Exercise
Reproduce the records without their pictures, keeping every word as it is.

Information supplied

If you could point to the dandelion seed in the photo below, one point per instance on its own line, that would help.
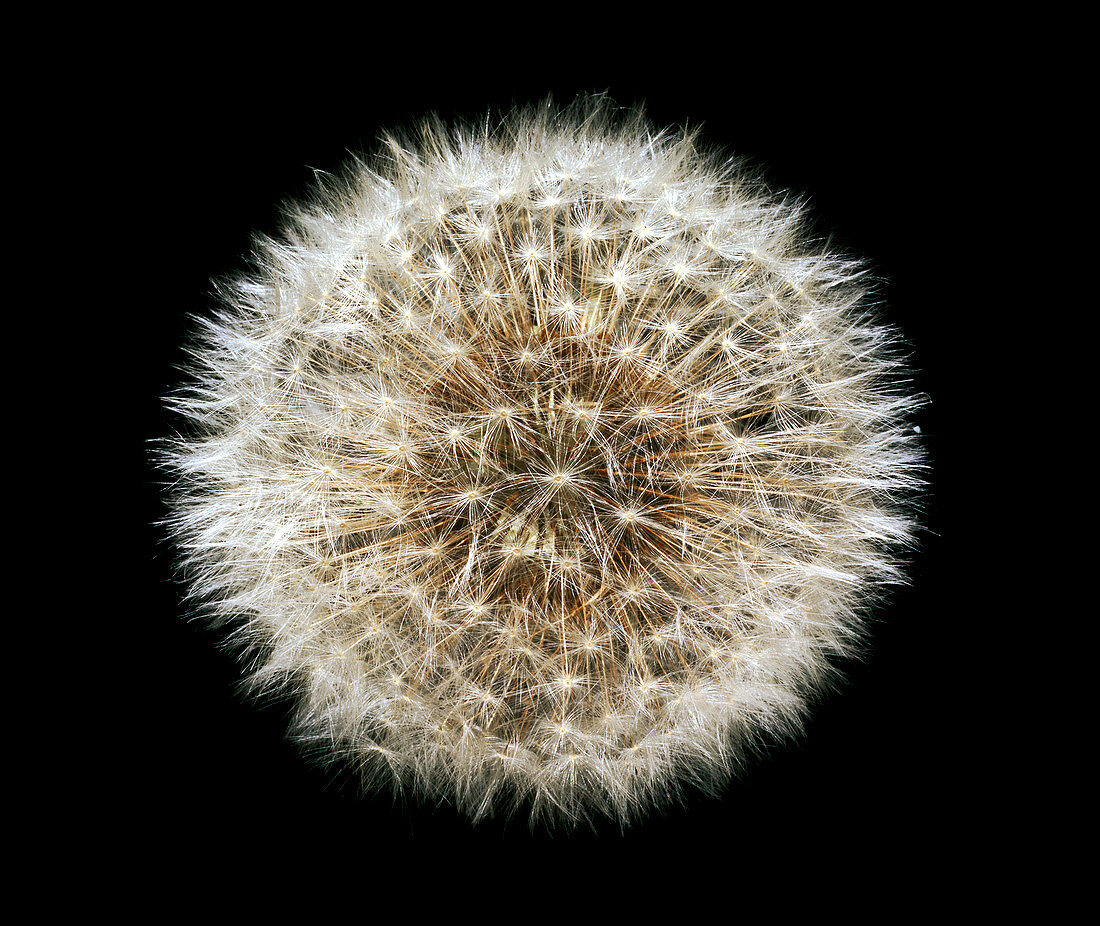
(615, 472)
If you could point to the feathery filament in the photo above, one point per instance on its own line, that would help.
(550, 463)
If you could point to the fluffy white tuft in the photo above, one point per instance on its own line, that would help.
(551, 463)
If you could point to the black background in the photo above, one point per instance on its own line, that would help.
(876, 140)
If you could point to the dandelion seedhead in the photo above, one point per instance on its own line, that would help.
(550, 463)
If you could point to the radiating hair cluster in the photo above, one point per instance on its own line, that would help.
(549, 462)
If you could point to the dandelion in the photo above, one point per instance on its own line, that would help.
(551, 464)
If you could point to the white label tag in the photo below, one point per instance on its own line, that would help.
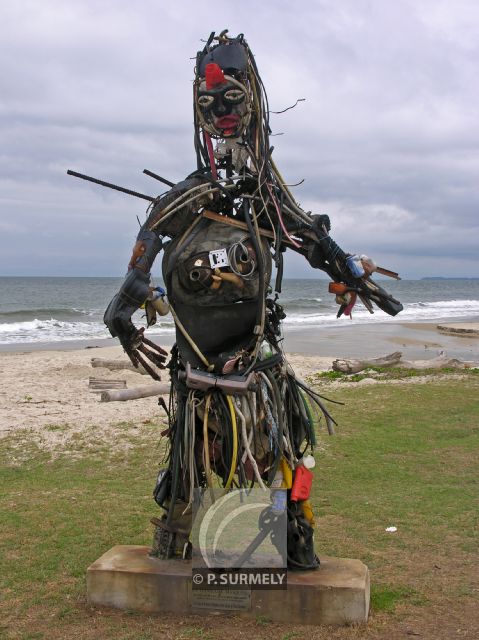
(218, 258)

Exercise result
If you could point to the dandelion seed in the photo below, one point per instance on its own line, that would help.
(615, 472)
If you could point to the feathery filament in the photo above, one point per instance on its own line, that would help.
(550, 463)
If you could point to the fluffy white tuft in the photo above, one point per instance on its own line, that would help.
(551, 463)
If you could point to the black background in the photo above, one point per instance on its own line, that would help.
(876, 140)
If you could point to the dandelion seedhead in the photo above, one point per instance on its own line, that would help.
(550, 463)
If you could point to the radiating hair cluster in the photo above, one point per instance on its own line, that would help.
(549, 462)
If you could point to the dandelion in the photo above, one point per instance on its own line, that would help.
(551, 464)
If you could point to the white label tag in the photo below, one point per instance on its own line, that would help.
(218, 258)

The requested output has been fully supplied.